Write down nothing except how many lines in the entries contain "every".

____ Provided information

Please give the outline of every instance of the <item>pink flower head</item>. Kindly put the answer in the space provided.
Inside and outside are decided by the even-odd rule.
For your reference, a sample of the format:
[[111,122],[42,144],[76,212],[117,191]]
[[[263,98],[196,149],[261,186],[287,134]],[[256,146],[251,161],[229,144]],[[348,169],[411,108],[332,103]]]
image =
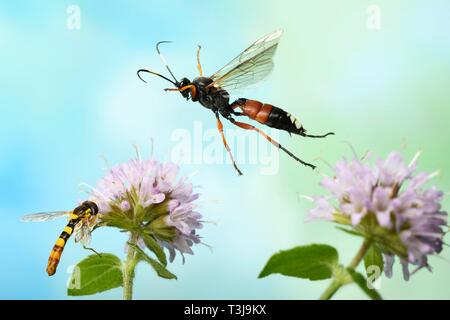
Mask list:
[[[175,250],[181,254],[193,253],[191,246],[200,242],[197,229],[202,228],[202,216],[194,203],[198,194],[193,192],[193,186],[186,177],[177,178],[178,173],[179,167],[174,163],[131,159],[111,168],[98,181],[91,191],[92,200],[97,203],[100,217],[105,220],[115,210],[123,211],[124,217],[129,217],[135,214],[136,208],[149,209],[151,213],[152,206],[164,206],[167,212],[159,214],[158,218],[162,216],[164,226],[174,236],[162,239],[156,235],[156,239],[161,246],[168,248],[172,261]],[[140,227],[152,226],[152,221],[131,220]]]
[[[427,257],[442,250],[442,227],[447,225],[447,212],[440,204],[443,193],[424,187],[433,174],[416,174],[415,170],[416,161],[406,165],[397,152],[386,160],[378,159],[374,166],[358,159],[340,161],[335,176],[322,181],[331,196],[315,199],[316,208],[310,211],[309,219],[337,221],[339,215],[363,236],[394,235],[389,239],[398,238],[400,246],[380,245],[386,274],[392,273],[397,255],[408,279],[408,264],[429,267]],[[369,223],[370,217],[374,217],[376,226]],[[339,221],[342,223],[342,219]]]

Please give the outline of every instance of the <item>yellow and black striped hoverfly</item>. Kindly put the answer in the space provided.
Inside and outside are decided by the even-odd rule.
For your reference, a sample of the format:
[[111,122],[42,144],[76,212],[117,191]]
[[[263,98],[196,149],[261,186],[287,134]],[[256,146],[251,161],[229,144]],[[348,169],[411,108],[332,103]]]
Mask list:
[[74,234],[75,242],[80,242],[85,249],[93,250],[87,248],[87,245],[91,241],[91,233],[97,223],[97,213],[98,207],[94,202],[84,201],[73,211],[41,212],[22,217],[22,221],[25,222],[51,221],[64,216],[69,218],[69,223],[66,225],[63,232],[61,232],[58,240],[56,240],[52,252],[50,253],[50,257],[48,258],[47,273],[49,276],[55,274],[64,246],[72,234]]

________
____ Provided information

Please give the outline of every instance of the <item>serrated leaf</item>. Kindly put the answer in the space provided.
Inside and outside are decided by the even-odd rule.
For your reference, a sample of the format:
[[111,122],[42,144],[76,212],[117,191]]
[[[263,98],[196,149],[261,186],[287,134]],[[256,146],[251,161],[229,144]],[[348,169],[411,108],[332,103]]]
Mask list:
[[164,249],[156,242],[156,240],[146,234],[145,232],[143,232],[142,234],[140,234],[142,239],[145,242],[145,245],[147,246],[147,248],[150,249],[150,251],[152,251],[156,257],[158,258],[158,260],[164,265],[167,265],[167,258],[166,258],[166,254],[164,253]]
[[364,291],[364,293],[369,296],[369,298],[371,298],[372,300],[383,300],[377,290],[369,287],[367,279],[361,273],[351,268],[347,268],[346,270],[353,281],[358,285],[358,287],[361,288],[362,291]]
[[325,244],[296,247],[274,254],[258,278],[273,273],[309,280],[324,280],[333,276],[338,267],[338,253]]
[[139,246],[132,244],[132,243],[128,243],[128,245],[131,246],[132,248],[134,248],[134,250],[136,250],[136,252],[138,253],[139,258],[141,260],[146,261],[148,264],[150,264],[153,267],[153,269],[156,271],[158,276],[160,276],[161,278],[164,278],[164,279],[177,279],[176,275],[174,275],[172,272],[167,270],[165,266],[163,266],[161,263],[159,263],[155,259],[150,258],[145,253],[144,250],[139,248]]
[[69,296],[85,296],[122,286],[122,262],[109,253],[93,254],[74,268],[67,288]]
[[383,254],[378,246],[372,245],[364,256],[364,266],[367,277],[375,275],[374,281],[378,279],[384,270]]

________
____ Provided information

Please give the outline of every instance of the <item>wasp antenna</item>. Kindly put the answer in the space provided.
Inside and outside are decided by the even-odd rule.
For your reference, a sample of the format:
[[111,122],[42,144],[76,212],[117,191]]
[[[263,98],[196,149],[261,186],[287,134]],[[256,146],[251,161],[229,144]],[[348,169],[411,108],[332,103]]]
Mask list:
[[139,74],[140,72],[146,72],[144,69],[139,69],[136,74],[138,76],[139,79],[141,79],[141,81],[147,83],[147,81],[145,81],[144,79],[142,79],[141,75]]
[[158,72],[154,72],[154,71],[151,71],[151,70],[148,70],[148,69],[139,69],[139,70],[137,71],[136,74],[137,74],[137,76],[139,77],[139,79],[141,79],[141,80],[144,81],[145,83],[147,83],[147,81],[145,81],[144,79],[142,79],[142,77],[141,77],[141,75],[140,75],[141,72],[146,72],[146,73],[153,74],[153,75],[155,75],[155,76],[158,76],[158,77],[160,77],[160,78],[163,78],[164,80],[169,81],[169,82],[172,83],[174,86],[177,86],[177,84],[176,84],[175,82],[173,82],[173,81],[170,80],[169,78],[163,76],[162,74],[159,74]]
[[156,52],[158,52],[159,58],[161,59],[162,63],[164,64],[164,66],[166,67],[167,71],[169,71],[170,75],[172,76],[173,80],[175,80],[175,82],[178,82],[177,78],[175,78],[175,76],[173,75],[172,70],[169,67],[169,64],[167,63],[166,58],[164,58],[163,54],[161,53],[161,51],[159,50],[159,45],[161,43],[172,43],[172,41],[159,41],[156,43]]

________

**Exercise answer**: 4